■ **Short problem**
Starting at the line with "Tag gold button." and continuing through the end of the records, substitute "white sash" for "blue sash" and reproduce those lines with nothing else changed.

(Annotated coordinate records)

** start **

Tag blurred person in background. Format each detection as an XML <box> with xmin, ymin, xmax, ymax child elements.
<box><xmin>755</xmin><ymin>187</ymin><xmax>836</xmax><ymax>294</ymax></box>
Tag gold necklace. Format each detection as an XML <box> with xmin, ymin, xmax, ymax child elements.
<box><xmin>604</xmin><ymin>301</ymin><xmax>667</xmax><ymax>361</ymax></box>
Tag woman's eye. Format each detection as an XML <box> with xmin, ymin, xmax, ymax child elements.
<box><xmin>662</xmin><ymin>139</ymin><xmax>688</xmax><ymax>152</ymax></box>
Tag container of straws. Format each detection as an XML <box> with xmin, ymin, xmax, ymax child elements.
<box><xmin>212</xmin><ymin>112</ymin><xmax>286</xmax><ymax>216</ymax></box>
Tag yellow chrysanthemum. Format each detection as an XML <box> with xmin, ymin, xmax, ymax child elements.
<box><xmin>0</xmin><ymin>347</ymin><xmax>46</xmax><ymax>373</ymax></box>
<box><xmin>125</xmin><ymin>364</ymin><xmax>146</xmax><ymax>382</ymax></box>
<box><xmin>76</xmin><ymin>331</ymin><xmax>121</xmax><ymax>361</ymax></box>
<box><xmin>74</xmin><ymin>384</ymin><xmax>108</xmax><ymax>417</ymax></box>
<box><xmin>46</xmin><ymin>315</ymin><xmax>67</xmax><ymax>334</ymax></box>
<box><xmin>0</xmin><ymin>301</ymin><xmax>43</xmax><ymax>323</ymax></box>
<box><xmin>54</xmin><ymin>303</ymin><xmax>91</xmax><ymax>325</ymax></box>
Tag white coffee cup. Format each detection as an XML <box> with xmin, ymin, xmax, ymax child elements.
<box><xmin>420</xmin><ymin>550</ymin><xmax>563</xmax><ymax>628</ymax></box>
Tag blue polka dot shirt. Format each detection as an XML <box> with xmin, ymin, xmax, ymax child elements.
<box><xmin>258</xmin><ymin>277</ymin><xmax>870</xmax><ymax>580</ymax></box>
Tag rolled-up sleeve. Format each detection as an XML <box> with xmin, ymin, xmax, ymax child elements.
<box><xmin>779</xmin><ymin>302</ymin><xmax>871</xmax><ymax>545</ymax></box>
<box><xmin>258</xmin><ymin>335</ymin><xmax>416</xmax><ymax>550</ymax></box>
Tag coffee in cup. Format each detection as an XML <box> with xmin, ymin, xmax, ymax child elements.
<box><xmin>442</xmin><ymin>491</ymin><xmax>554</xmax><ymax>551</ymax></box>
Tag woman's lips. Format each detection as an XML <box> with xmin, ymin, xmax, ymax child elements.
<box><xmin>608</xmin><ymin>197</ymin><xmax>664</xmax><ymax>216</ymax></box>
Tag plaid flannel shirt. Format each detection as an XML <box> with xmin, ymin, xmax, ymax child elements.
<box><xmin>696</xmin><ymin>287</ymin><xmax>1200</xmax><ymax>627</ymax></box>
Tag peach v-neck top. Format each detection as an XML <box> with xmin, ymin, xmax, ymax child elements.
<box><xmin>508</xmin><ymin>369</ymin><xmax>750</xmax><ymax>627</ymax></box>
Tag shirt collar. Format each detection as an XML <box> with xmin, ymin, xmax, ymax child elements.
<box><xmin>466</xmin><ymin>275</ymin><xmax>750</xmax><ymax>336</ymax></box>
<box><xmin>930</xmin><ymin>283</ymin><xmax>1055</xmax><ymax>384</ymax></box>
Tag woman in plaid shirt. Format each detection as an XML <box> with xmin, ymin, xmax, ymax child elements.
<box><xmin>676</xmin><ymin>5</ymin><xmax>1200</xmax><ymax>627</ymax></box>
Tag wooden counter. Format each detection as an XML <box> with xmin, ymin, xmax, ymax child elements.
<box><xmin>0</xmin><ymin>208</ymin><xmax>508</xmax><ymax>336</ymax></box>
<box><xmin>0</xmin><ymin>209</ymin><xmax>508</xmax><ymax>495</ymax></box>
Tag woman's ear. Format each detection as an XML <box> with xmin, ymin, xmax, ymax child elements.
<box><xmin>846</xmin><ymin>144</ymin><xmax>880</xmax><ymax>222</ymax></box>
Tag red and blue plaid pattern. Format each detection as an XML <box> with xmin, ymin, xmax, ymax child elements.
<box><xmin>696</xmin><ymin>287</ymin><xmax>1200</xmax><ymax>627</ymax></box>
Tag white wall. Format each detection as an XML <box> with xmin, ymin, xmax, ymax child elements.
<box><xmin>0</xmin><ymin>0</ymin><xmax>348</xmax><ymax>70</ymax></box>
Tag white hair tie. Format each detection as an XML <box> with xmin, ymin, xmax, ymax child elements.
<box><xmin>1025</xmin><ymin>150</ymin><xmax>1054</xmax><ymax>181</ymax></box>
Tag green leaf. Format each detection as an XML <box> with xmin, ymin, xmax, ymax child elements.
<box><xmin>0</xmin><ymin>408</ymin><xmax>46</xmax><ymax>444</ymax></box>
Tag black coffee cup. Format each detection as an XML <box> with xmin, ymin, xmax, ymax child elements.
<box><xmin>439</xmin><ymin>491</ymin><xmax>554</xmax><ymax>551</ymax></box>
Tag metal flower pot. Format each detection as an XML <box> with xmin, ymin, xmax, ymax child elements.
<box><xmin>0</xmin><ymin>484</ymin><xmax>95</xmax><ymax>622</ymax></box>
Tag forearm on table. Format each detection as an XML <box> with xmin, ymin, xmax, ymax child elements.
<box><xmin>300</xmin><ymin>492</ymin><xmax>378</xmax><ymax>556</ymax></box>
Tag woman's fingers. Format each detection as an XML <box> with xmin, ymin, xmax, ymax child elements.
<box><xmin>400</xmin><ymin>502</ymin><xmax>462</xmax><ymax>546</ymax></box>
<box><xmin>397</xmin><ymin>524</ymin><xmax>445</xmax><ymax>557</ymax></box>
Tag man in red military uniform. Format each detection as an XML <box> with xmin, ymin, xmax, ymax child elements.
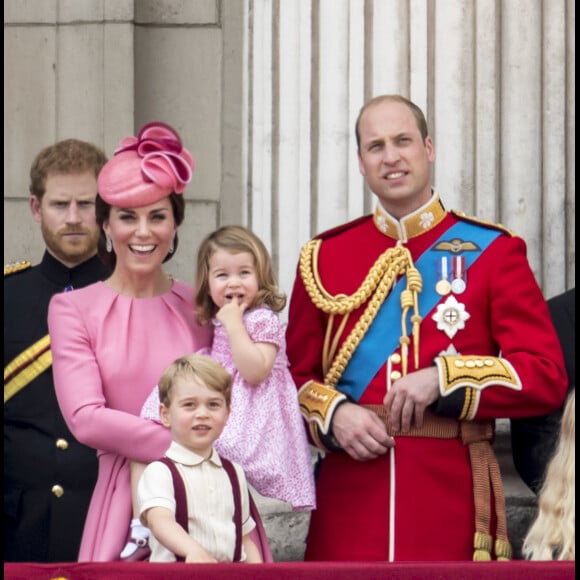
<box><xmin>287</xmin><ymin>95</ymin><xmax>567</xmax><ymax>561</ymax></box>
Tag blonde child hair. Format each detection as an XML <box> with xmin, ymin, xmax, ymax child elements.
<box><xmin>159</xmin><ymin>354</ymin><xmax>232</xmax><ymax>408</ymax></box>
<box><xmin>522</xmin><ymin>389</ymin><xmax>576</xmax><ymax>560</ymax></box>
<box><xmin>195</xmin><ymin>225</ymin><xmax>286</xmax><ymax>324</ymax></box>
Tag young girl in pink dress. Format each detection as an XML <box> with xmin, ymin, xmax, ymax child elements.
<box><xmin>126</xmin><ymin>226</ymin><xmax>316</xmax><ymax>553</ymax></box>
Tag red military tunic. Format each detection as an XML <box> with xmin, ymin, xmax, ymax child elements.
<box><xmin>287</xmin><ymin>195</ymin><xmax>567</xmax><ymax>561</ymax></box>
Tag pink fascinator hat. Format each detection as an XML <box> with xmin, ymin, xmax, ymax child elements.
<box><xmin>97</xmin><ymin>122</ymin><xmax>194</xmax><ymax>208</ymax></box>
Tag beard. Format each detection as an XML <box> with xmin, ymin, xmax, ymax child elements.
<box><xmin>41</xmin><ymin>224</ymin><xmax>99</xmax><ymax>267</ymax></box>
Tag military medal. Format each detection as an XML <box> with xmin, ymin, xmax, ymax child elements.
<box><xmin>432</xmin><ymin>296</ymin><xmax>471</xmax><ymax>338</ymax></box>
<box><xmin>451</xmin><ymin>256</ymin><xmax>466</xmax><ymax>294</ymax></box>
<box><xmin>435</xmin><ymin>256</ymin><xmax>451</xmax><ymax>296</ymax></box>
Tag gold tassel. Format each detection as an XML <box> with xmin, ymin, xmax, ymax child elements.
<box><xmin>495</xmin><ymin>540</ymin><xmax>512</xmax><ymax>562</ymax></box>
<box><xmin>473</xmin><ymin>532</ymin><xmax>492</xmax><ymax>562</ymax></box>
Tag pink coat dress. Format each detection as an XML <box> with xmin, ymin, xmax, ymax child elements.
<box><xmin>48</xmin><ymin>281</ymin><xmax>211</xmax><ymax>561</ymax></box>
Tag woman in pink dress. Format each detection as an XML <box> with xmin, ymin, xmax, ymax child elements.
<box><xmin>48</xmin><ymin>123</ymin><xmax>211</xmax><ymax>561</ymax></box>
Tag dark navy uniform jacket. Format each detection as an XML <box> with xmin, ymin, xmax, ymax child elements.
<box><xmin>4</xmin><ymin>252</ymin><xmax>109</xmax><ymax>562</ymax></box>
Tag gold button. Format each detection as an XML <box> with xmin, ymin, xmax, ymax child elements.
<box><xmin>51</xmin><ymin>485</ymin><xmax>64</xmax><ymax>497</ymax></box>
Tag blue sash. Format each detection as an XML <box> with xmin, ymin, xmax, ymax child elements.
<box><xmin>337</xmin><ymin>221</ymin><xmax>501</xmax><ymax>401</ymax></box>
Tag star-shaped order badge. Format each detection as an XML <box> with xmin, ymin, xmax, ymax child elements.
<box><xmin>432</xmin><ymin>296</ymin><xmax>471</xmax><ymax>338</ymax></box>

** end **

■ **The reply**
Tag gold button. Format each detection as an XML <box> with xmin, ymin, xmax, ymax child elements.
<box><xmin>51</xmin><ymin>485</ymin><xmax>64</xmax><ymax>497</ymax></box>
Tag white sash. Format each detection as an XML <box> with xmin, ymin, xmax, ymax child elements.
<box><xmin>337</xmin><ymin>221</ymin><xmax>501</xmax><ymax>401</ymax></box>
Tag star-shaped order badge. Format each detection as an XML <box> with xmin, ymin, xmax, ymax child elements.
<box><xmin>432</xmin><ymin>296</ymin><xmax>471</xmax><ymax>338</ymax></box>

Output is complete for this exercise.